§ **Work item**
Please repeat the entries word for word and keep the images out.

[Saved entries]
══════

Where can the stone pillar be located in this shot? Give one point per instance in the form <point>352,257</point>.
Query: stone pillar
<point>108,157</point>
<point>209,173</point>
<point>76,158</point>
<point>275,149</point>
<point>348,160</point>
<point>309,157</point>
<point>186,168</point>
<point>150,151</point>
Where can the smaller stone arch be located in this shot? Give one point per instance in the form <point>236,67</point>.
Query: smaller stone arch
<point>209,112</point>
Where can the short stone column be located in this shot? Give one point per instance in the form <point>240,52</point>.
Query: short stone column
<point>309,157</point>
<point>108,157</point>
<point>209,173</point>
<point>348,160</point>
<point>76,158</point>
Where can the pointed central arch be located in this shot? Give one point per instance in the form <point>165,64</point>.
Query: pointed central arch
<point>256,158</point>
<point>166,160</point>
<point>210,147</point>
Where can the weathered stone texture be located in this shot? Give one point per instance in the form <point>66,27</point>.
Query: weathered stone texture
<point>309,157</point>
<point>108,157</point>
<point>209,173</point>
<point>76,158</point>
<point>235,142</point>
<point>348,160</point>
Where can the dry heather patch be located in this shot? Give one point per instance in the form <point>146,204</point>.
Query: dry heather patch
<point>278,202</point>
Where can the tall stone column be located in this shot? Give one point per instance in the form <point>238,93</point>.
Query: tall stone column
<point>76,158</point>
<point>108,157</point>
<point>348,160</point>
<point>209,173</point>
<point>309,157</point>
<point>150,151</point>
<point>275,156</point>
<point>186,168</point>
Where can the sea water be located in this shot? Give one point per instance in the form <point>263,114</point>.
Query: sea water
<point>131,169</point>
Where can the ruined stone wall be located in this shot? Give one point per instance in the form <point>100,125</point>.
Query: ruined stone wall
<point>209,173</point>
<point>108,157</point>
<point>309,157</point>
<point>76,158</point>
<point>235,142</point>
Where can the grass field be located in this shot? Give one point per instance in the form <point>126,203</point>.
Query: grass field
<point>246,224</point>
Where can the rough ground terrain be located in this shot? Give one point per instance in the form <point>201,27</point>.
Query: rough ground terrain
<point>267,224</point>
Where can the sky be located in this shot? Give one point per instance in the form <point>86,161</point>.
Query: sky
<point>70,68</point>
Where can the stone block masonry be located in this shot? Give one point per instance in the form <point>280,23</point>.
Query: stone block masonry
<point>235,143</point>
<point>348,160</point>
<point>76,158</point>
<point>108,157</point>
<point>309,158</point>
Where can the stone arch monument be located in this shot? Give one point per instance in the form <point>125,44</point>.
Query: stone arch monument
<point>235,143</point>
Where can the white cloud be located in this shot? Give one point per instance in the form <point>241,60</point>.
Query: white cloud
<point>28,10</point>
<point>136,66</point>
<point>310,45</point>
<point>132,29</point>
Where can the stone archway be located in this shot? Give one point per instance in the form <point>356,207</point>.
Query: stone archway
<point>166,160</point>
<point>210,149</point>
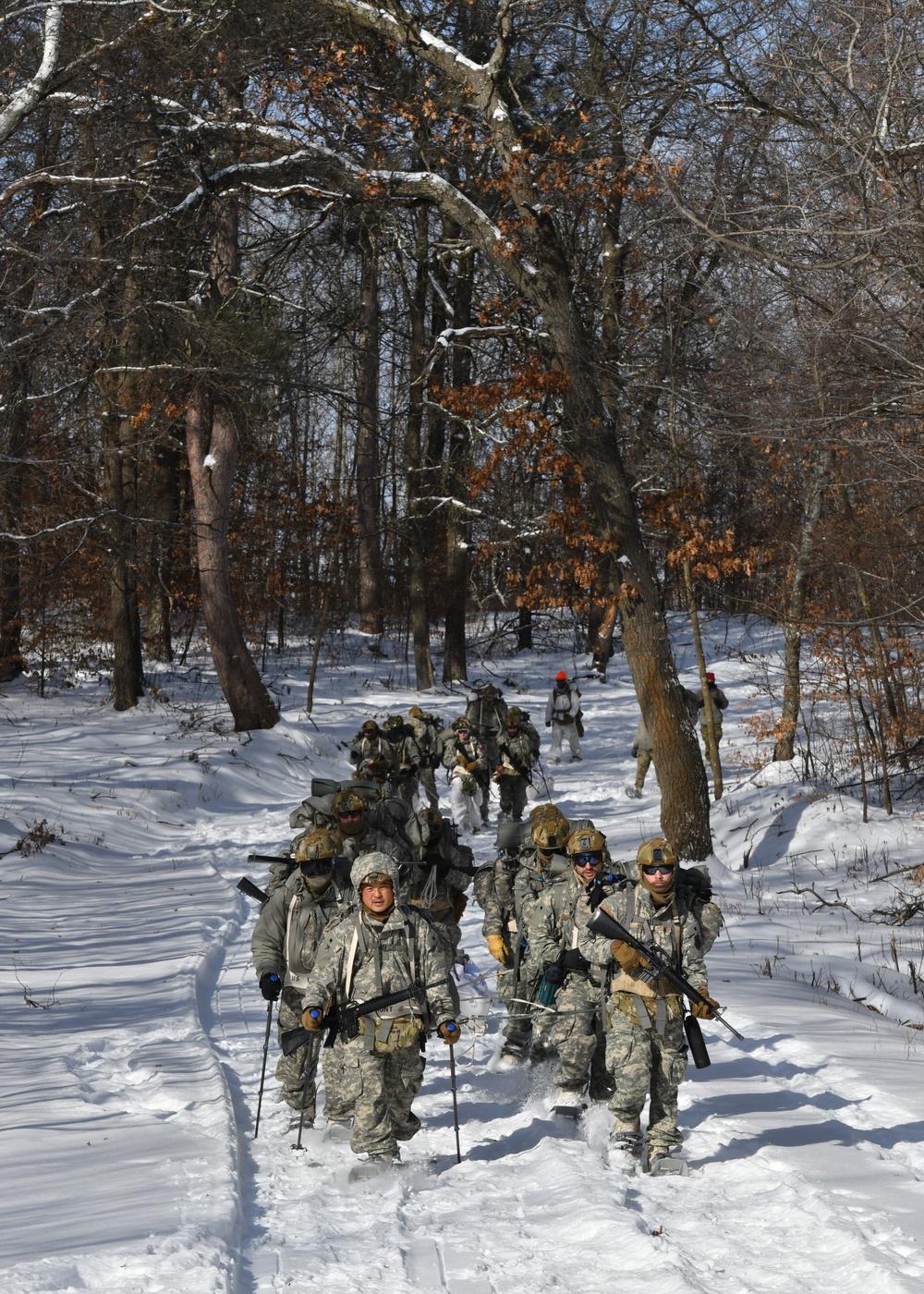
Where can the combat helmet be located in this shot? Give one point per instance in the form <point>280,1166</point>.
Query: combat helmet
<point>587,840</point>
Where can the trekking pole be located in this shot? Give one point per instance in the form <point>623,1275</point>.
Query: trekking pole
<point>456,1103</point>
<point>304,1097</point>
<point>263,1068</point>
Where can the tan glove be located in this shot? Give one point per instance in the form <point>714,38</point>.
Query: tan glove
<point>498,948</point>
<point>630,959</point>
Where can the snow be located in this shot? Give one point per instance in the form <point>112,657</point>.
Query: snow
<point>133,1025</point>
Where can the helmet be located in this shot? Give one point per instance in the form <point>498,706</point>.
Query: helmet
<point>374,864</point>
<point>656,850</point>
<point>587,840</point>
<point>550,835</point>
<point>432,819</point>
<point>348,801</point>
<point>317,844</point>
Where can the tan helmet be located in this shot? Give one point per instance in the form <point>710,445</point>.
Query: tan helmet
<point>317,844</point>
<point>587,840</point>
<point>348,801</point>
<point>549,834</point>
<point>656,850</point>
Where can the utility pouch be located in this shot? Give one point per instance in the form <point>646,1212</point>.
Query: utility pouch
<point>349,1022</point>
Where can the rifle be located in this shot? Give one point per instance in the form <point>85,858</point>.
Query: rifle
<point>347,1019</point>
<point>659,968</point>
<point>251,890</point>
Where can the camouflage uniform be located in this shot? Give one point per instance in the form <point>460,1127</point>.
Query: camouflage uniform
<point>517,752</point>
<point>561,914</point>
<point>487,714</point>
<point>361,958</point>
<point>646,1044</point>
<point>468,767</point>
<point>427,728</point>
<point>285,941</point>
<point>406,760</point>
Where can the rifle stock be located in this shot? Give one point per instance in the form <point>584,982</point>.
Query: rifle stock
<point>606,924</point>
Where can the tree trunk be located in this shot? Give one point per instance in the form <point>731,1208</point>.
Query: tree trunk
<point>211,435</point>
<point>164,507</point>
<point>413,450</point>
<point>368,468</point>
<point>795,610</point>
<point>12,481</point>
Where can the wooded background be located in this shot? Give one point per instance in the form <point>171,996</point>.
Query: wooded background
<point>339,312</point>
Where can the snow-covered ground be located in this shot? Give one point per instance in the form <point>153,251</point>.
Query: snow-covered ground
<point>133,1026</point>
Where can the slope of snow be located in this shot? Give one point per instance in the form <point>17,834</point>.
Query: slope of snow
<point>135,1028</point>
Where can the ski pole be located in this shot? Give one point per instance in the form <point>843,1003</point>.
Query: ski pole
<point>304,1097</point>
<point>263,1068</point>
<point>456,1103</point>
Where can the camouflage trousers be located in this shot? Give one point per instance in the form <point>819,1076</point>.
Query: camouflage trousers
<point>639,1060</point>
<point>578,1038</point>
<point>386,1086</point>
<point>293,1070</point>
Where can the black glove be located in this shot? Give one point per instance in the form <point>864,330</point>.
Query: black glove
<point>575,960</point>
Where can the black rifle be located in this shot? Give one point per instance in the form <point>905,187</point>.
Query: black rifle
<point>346,1019</point>
<point>659,968</point>
<point>251,890</point>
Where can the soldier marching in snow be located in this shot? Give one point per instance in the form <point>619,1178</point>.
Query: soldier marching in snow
<point>646,1044</point>
<point>517,748</point>
<point>561,914</point>
<point>563,714</point>
<point>427,728</point>
<point>466,760</point>
<point>284,945</point>
<point>382,947</point>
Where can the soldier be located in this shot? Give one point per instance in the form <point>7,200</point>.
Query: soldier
<point>378,948</point>
<point>358,834</point>
<point>488,715</point>
<point>563,714</point>
<point>464,756</point>
<point>368,743</point>
<point>714,702</point>
<point>440,880</point>
<point>561,914</point>
<point>646,1044</point>
<point>427,728</point>
<point>406,757</point>
<point>517,752</point>
<point>284,945</point>
<point>302,849</point>
<point>535,873</point>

══════

§ **Task result**
Where can the stone pillar be located in this shot? Give one point per instance in the form <point>352,257</point>.
Query: stone pillar
<point>108,157</point>
<point>209,173</point>
<point>76,158</point>
<point>275,149</point>
<point>348,160</point>
<point>309,157</point>
<point>186,168</point>
<point>150,151</point>
Where can the smaller stone arch be located in this shot? Give one point per instance in the form <point>236,67</point>.
Query: smaller stone arch
<point>209,112</point>
Where can the short stone column be located in this shot? Give one point per instance in the form <point>240,52</point>.
Query: short stone column
<point>309,157</point>
<point>108,157</point>
<point>209,173</point>
<point>348,160</point>
<point>76,158</point>
Where can the pointed central arch be located in this shot? Give one point per instance in the form <point>165,64</point>.
Query: pointed central arch
<point>256,158</point>
<point>166,160</point>
<point>210,147</point>
Where can the weathered stone texture be located in this shot? Give one point per instance in the form <point>66,27</point>.
Query: weathered stone texture
<point>309,157</point>
<point>108,157</point>
<point>209,173</point>
<point>76,158</point>
<point>235,142</point>
<point>348,160</point>
Where can the dry heather patch be located in this shot? Give one point per instance in the form <point>146,204</point>.
Query: dry heather patch
<point>278,202</point>
Where can the tall stone column be located in this shot? Give one point per instance in the form <point>238,93</point>.
Query: tall stone column
<point>76,158</point>
<point>108,157</point>
<point>348,160</point>
<point>209,173</point>
<point>309,157</point>
<point>150,151</point>
<point>275,156</point>
<point>186,168</point>
Where can the sea water be located in this shot? Give one point per instance in the form <point>263,114</point>.
Query: sea water
<point>131,169</point>
Where can the ruined stone wall be located in this shot? Give one point per instance in the form <point>100,125</point>.
Query: ruined stone wall
<point>209,173</point>
<point>108,157</point>
<point>309,157</point>
<point>76,158</point>
<point>235,142</point>
Where can the grass field be located in this shot? Give one point per instance in the form <point>126,203</point>.
Query: grass field
<point>246,224</point>
Where can the rough ground terrain be located in this shot? Give one point per instance in the form <point>201,27</point>.
Query: rough ground terrain
<point>267,224</point>
Where can the sky be located in this shot? Give one point per instance in the form <point>86,161</point>.
Query: sky
<point>70,68</point>
Where can the stone block masonry be located in this shot? Give one point per instance in the form <point>280,23</point>.
Query: stone block masonry
<point>235,143</point>
<point>348,160</point>
<point>76,158</point>
<point>108,157</point>
<point>309,158</point>
Where can the stone arch monument be located in this shot? Give one point per instance in the form <point>125,44</point>.
Query: stone arch monument
<point>235,143</point>
Where can the white cloud be located in this shot? Give one point per instance in the form <point>241,60</point>.
Query: white cloud
<point>28,10</point>
<point>136,66</point>
<point>310,45</point>
<point>132,29</point>
Where can the stone archway be located in this shot? Give one point per instance in the form <point>356,207</point>.
Query: stone archway
<point>166,160</point>
<point>210,149</point>
Where can the combat helmet be located in this shot? Give one point per instance in the form <point>280,1166</point>.
Query: combat helmet
<point>587,840</point>
Where can the trekking pole be located in this shot? Give one point per instance in the form <point>623,1275</point>.
Query: trekking pole
<point>456,1103</point>
<point>304,1097</point>
<point>263,1068</point>
Where can the tan glove be located in this shot? Give one point per instance in the form <point>714,38</point>.
Query: tan glove
<point>498,948</point>
<point>630,959</point>
Where can the snow be located in this shot? Give one point per instance in the form <point>112,657</point>.
Query: snow
<point>133,1025</point>
Where can the helmet be located in this shot? Give one point per instance in the form <point>498,706</point>.
Query: helmet
<point>374,864</point>
<point>656,850</point>
<point>587,840</point>
<point>550,835</point>
<point>432,819</point>
<point>348,801</point>
<point>317,844</point>
Where can the tan helmet be located in this shot? Give one point per instance in the form <point>710,445</point>.
Query: tan helmet
<point>317,844</point>
<point>587,840</point>
<point>348,801</point>
<point>549,834</point>
<point>656,850</point>
Where can the utility pouch be located in this shot? Give one point per instance in the form <point>646,1212</point>.
Query: utility pouch
<point>349,1022</point>
Where can the rifle be located in this shot? Give one point per instance in the form <point>85,858</point>.
Query: rifle
<point>347,1019</point>
<point>659,968</point>
<point>251,890</point>
Where can the camouflage uniform be located in this shot? Give one point per instance in the form <point>460,1127</point>.
Query: camouflage uniform
<point>517,752</point>
<point>561,914</point>
<point>487,714</point>
<point>361,958</point>
<point>646,1044</point>
<point>468,767</point>
<point>427,728</point>
<point>285,941</point>
<point>406,760</point>
Where can the rifle stock be located in this shot? Give one point per instance in the form <point>584,982</point>.
Query: rifle stock
<point>606,924</point>
Where can the tree trunk be located in this shot? Give one point per instance in the form <point>731,1208</point>.
Query: tree trunk
<point>211,435</point>
<point>164,507</point>
<point>413,450</point>
<point>368,468</point>
<point>795,610</point>
<point>12,481</point>
Where can the wooded background be located in this shot? Give one point per instance in the form <point>171,996</point>.
Query: wooded background
<point>339,312</point>
Where can the snow-covered ground be located in this shot? Give one point per instance in the form <point>153,251</point>.
Query: snow-covered ground
<point>133,1026</point>
Where can the slope of snow be located in this shot? Give one point per instance in the form <point>17,834</point>.
Query: slope of snow
<point>135,1028</point>
Where can the ski pole be located in this shot? Give one point per instance in the form <point>843,1003</point>.
Query: ski pole
<point>304,1097</point>
<point>263,1068</point>
<point>456,1103</point>
Where can the camouflage trousers be located in this shot? Give one point per instance in the form <point>819,1076</point>.
Query: camouflage trousers
<point>639,1060</point>
<point>578,1038</point>
<point>386,1086</point>
<point>293,1070</point>
Where can the black glove be located in this shot? Give one point per instance in the form <point>864,330</point>.
Query: black glove
<point>575,960</point>
Where can the black rifle be located in this shot? Give one point per instance in the form <point>905,187</point>.
Query: black rifle
<point>346,1019</point>
<point>659,968</point>
<point>251,890</point>
Where can the soldier marching in snow be located in this shot? Give one point per instance in the form <point>619,1178</point>.
Query: soldier marching in snow
<point>646,1044</point>
<point>517,748</point>
<point>561,914</point>
<point>563,714</point>
<point>427,728</point>
<point>466,760</point>
<point>284,945</point>
<point>382,947</point>
Where can the soldier be located in this shot? Give one point per instance in the form <point>7,200</point>.
Query: soldier
<point>378,948</point>
<point>358,834</point>
<point>488,715</point>
<point>563,714</point>
<point>464,756</point>
<point>368,743</point>
<point>714,702</point>
<point>440,880</point>
<point>561,914</point>
<point>646,1044</point>
<point>427,728</point>
<point>406,757</point>
<point>517,752</point>
<point>284,945</point>
<point>302,849</point>
<point>535,873</point>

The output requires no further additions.